Supplied passage:
────────────────

As per the Mental Healthcare Act of 2017, in any suicide attempt, an underlying mental health problem should be ruled out and therefore the individual should seek psychiatric care, without fear of prosecution under IPC Section 309. As per this Act, the provision of mental health care is to be made available to all. Also, the Insurance Regulatory Authority has issued a memorandum that insurance is to be made available for mental illness like any other medical illness. Some insurance companies do not deny death cover due to suicide if it is after a few years of buying the insurance policy.
Most health promotion activities talk about walking, exercise and curbing a sedentary lifestyle to reduce risk of heart disease, but there also needs to be focus on activities to promote mental health. Life skills training programme was conducted in several schools through NIMHANS in Bangalore with some success. Suicide prevention is also part of the National Mental Health Programme along with Workplace stress management, counselling in colleges and life skills programme in schools. These need wider implementation.
Health care workers need to be trained to help people in crisis, the so-called psychological first aid. At least one or two staff members, identified in the casualty of each hospital, should mandatorily receive so called suicide gatekeeper training, so as to confidently receive crisis calls and offer help, like the cardio-pulmonary resuscitation skills they are supposed to have. Even if there is suspicion of suicide threats as part of manipulative behaviour or personality issues, these issues can be dealt with at a later stage. But gestures must be taken seriously. An ambulance can be called to transport a person with high risk of suicide to hospitals as it is also a medical emergency like chest pain for a heart attack. There is no reason to ignore mental health. After all, the WHO says there is no health without mental health.
Most suicides are preventable. Health authorities need to focus more on reducing mental health morbidity in youth and at the same time implement programmes in schools, colleges and the workplace. Collaborative work is required for reducing farmers’ suicides; mere waiver of debts is not enough. Every employing authority should have a policy in place to reduce mental health morbidity, workplace stress and suicide prevention as rates are high in early adulthood. A person who has attempted suicides should have a mental health assessment before leaving hospital, a policy followed in many hospitals.
On the eve of World Suicide Prevention Day (10 September), it is important to emphasise that mental health needs must get their due priority in health care. Crisis support helplines through dedicated, trained mental health professionals or counsellors offering support, supervised by the Departments of Psychiatry, could generate a ray of hope, and many suicides could be prevented. Every thought of suicide must be considered as a medical emergency. The cause for the crisis must be identified early for intervention.

────────────────

Input data:
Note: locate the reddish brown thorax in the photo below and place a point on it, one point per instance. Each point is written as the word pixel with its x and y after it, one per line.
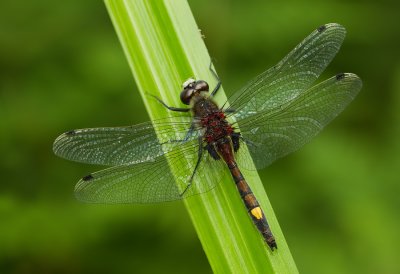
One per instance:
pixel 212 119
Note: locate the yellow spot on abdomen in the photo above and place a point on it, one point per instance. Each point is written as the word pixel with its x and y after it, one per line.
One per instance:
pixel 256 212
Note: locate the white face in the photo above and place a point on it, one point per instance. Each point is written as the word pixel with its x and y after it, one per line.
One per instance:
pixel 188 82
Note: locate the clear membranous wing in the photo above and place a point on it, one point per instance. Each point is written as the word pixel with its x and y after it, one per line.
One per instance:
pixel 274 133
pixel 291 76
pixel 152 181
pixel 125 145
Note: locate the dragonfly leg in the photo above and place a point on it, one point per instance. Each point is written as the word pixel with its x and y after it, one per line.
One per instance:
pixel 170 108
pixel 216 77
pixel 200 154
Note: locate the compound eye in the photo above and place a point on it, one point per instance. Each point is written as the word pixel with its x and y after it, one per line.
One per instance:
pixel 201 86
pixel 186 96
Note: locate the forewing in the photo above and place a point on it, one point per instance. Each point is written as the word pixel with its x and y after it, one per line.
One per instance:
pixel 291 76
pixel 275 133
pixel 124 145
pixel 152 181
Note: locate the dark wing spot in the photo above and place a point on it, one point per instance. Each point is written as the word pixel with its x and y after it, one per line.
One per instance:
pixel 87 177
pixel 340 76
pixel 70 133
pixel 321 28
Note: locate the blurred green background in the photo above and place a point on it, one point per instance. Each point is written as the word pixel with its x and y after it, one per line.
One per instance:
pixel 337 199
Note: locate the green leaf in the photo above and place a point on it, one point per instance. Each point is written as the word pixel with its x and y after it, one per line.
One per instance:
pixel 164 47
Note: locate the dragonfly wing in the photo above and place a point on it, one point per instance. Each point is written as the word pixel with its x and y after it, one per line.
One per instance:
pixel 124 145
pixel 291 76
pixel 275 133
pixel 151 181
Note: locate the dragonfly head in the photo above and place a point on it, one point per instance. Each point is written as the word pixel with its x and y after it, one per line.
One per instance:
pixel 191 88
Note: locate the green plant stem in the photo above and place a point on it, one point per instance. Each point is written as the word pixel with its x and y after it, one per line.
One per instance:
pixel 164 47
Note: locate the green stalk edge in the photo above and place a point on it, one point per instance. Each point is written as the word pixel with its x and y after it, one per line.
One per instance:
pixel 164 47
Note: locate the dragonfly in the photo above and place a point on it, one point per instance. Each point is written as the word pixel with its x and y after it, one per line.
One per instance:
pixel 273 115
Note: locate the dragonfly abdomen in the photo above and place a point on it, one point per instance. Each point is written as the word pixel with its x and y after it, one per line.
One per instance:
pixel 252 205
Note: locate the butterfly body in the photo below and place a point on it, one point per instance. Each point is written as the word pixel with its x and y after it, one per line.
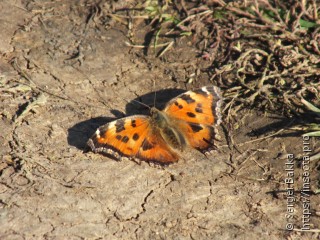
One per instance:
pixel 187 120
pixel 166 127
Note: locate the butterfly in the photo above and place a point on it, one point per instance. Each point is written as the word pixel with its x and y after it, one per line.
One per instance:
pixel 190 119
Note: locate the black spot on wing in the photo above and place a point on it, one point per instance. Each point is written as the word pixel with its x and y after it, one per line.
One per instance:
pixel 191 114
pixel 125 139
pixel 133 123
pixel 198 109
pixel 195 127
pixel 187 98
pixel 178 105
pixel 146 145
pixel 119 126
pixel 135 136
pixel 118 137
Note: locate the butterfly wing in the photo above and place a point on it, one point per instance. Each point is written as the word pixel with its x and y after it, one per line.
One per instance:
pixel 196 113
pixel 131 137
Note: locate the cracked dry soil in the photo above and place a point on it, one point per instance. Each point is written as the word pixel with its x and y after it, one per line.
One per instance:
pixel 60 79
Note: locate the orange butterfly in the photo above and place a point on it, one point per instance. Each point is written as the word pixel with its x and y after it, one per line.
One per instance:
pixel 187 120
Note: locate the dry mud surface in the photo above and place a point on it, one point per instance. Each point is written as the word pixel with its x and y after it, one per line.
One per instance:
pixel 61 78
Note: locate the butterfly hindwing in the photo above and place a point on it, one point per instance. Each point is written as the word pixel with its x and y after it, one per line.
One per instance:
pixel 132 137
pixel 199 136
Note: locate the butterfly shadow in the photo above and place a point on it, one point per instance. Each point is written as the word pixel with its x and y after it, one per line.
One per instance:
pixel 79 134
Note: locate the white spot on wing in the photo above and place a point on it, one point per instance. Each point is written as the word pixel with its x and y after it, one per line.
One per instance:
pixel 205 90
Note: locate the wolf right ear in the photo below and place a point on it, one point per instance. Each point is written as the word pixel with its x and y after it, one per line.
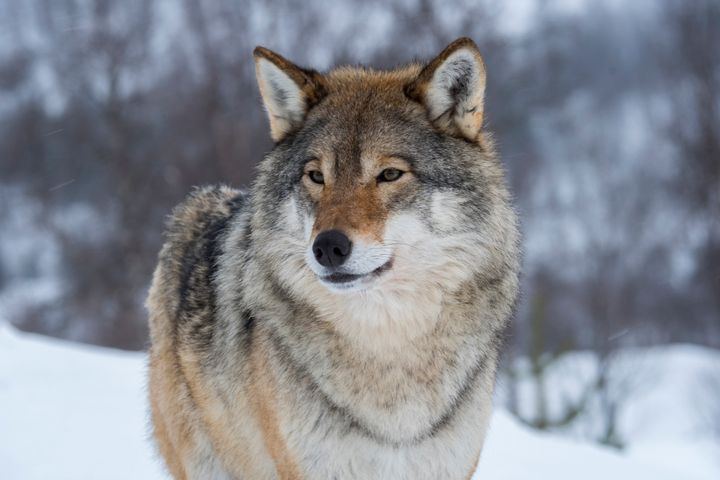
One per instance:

────────────────

Assignment: In the passage on suicide prevention, on what date does World Suicide Prevention Day fall?

Exercise response: 10 September